Compito A
Modifica le righe dell'esercizio nel tratto compreso tra la riga che contiene "every matching blue" e quella che contiene "0,87,135,175", entrambe incluse. Sostituisci "photograph" con "image" e lascia invariato tutto il resto.

Brano citato
|---|

La questione é stata sollevata nel corso di una controversia promossa d’ufficio dal Commissario e radicatasi nel contraddittorio con gli enti titolari delle concessioni per la costruzione degli impianti a rete, per i servizi elettrici e telefonici, i quali comportano l’assoggettamento a servitù di linee aeree di terreni che il rimettente asserisce gravati da usi civici. L’eventuale declaratoria di illegittimità costituzionale della legge censurata potrebbe inibire la costituzione delle predette servitù ai sensi degli artt. 6 ss. della legge regionale n. 25 del 1988: di qui, la rilevanza.

3. Passando quindi al merito, la questione deve essere dichiarata fondata.

L’articolo unico della legge della Regione Abruzzo n. 23 del 1996 si pone, infatti, in irrimediabile contrasto con la legislazione nazionale.

Le norme statali, contenute nella legge 16 giugno 1927, n. 1766 (Sul riordinamento degli usi civici del Regno), e nell’art. 41 del regio decreto 26 febbraio 1928, n. 332 (Regolamento per l’esecuzione della legge n. 1766 del 1927), richiedono che le limitazioni o la liquidazione dei diritti di uso civico siano precedute dall’assegnazione dei suoli alla categoria sub lettera a) dell’art. 11 della legge n. 1766 e - qualora inclusi in questa - alienati o mutati nella destinazione previa l’autorizzazione ministeriale (art. 12), ora regionale (art. 66 del d.P.R. n. 616 del 1977). Autorizzazione che, tuttavia, non assorbe le valutazioni del Ministro per i beni culturali e ambientali, ai sensi dell’art. 7 della legge 29 giugno 1939, n. 1479 (v. art. 82, decimo comma, del d.P.R. n. 616).

|---|

Righe dell'esercizio
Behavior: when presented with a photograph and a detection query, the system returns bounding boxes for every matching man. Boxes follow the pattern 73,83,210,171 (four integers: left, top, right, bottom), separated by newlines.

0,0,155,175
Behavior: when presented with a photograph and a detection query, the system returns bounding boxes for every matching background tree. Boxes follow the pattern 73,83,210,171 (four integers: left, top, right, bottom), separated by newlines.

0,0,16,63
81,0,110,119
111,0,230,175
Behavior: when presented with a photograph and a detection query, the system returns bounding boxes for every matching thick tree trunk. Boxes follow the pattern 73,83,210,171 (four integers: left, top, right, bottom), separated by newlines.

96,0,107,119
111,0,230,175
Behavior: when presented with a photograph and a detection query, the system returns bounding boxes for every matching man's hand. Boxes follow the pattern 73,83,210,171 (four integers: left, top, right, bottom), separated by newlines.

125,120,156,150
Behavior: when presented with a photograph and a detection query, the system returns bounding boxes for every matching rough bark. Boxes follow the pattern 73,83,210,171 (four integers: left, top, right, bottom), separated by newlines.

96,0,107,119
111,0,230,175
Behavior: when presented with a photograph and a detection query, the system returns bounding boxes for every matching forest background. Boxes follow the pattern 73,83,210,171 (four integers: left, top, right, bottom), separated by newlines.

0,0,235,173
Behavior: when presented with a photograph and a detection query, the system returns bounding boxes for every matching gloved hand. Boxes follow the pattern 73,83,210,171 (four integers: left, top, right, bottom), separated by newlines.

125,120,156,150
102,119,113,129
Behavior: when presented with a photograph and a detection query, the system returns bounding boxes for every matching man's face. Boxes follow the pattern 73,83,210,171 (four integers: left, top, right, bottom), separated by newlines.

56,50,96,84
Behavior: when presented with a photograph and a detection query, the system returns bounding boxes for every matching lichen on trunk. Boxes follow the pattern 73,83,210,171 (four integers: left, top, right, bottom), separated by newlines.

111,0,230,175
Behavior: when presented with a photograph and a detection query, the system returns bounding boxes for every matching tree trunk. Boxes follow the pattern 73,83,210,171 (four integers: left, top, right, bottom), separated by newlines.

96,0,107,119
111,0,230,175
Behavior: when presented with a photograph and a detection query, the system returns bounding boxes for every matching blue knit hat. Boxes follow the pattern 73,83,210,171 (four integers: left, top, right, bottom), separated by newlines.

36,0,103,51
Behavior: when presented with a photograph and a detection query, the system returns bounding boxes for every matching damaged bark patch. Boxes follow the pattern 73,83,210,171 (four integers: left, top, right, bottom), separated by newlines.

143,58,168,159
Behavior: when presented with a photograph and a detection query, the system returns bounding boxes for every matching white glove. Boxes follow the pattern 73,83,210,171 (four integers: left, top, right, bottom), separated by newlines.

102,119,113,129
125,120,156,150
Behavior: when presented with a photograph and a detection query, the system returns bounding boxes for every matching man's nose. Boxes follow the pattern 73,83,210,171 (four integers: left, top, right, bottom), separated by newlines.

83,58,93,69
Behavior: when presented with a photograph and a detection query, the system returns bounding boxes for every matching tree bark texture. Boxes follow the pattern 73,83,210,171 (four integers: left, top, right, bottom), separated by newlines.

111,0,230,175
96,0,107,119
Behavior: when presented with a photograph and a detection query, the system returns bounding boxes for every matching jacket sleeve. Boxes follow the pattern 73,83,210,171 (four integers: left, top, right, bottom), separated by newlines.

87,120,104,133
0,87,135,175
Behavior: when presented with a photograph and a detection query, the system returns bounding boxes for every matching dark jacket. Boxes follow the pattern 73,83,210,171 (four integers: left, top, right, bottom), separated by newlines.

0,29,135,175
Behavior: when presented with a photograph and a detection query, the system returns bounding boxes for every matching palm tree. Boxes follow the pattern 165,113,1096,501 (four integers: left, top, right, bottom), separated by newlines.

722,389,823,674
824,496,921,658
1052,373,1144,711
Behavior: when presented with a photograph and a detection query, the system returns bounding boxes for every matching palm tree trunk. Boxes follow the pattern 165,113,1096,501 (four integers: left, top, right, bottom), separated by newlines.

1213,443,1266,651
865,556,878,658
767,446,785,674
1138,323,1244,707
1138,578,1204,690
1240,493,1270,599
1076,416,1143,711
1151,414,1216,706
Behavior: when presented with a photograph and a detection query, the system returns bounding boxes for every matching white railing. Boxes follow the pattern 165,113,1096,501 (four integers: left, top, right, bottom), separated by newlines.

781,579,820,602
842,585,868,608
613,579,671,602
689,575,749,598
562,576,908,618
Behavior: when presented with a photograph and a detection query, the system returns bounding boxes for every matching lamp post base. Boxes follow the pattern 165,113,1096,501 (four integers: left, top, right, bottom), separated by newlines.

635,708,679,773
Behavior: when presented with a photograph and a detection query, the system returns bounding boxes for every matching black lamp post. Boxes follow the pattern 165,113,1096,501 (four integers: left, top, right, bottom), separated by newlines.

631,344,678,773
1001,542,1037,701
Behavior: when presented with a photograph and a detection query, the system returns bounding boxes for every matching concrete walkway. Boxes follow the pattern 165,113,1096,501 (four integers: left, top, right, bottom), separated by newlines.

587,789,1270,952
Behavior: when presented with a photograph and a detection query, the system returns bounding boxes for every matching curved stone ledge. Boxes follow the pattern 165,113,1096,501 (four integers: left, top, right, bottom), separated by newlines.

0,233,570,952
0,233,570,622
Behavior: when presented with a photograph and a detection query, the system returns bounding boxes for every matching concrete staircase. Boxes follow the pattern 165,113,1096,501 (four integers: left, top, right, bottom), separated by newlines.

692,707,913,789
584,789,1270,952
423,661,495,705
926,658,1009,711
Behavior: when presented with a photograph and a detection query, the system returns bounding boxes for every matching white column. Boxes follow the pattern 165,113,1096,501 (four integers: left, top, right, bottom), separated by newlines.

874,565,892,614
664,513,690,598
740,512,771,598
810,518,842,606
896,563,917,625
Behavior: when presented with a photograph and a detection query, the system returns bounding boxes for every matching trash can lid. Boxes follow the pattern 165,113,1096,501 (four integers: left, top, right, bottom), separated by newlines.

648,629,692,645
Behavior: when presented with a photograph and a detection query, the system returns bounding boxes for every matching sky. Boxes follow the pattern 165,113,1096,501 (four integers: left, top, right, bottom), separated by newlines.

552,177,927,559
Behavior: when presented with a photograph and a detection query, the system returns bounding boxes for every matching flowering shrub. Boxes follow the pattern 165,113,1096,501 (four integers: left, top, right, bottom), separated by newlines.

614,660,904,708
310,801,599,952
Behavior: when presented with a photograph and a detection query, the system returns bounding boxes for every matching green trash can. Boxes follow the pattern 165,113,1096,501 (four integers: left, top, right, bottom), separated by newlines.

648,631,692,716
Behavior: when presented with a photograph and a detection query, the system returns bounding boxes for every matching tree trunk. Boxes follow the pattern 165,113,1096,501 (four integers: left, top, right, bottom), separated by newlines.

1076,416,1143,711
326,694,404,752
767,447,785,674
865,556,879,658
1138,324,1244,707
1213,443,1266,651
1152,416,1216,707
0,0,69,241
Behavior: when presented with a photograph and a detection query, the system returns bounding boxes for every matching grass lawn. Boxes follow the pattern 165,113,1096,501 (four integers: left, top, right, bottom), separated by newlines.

|---|

Compito B
Ricopia fedelmente il tratto del brano citato che va da "3. Passando quindi" fino a "la legislazione nazionale.".

Risultato A
Behavior: when presented with a image and a detection query, the system returns bounding boxes for every matching blue knit hat. Boxes follow the pattern 73,83,210,171 (four integers: left, top, right, bottom), separated by newlines.

36,0,103,51
Behavior: when presented with a image and a detection query, the system returns bounding boxes for every matching damaged bark patch. Boxes follow the pattern 73,83,210,171 (four integers: left, top, right, bottom), separated by newlines.

143,58,168,159
Behavior: when presented with a image and a detection query, the system returns bounding boxes for every matching white glove. Boxes follow the pattern 73,83,210,171 (four integers: left, top, right, bottom), separated by newlines.

102,119,113,129
125,120,156,150
Behavior: when presented with a image and a detection query, the system returns bounding boxes for every matching man's nose. Boxes follow the pattern 73,83,210,171 (four integers: left, top, right, bottom), separated by newlines.

83,58,93,69
Behavior: when presented with a image and a detection query, the system returns bounding boxes for every matching tree bark texture. Boxes follow the pattern 73,83,210,171 (four integers: left, top, right, bottom), separated by newlines.

111,0,230,175
96,0,107,119
Behavior: when presented with a image and a detection query, the system returns bounding boxes for every matching jacket sleeve. Boxes follow the pattern 73,83,210,171 (four integers: left, top, right, bottom), separated by newlines.

87,120,104,133
0,87,135,175

Risultato B
3. Passando quindi al merito, la questione deve essere dichiarata fondata.

L’articolo unico della legge della Regione Abruzzo n. 23 del 1996 si pone, infatti, in irrimediabile contrasto con la legislazione nazionale.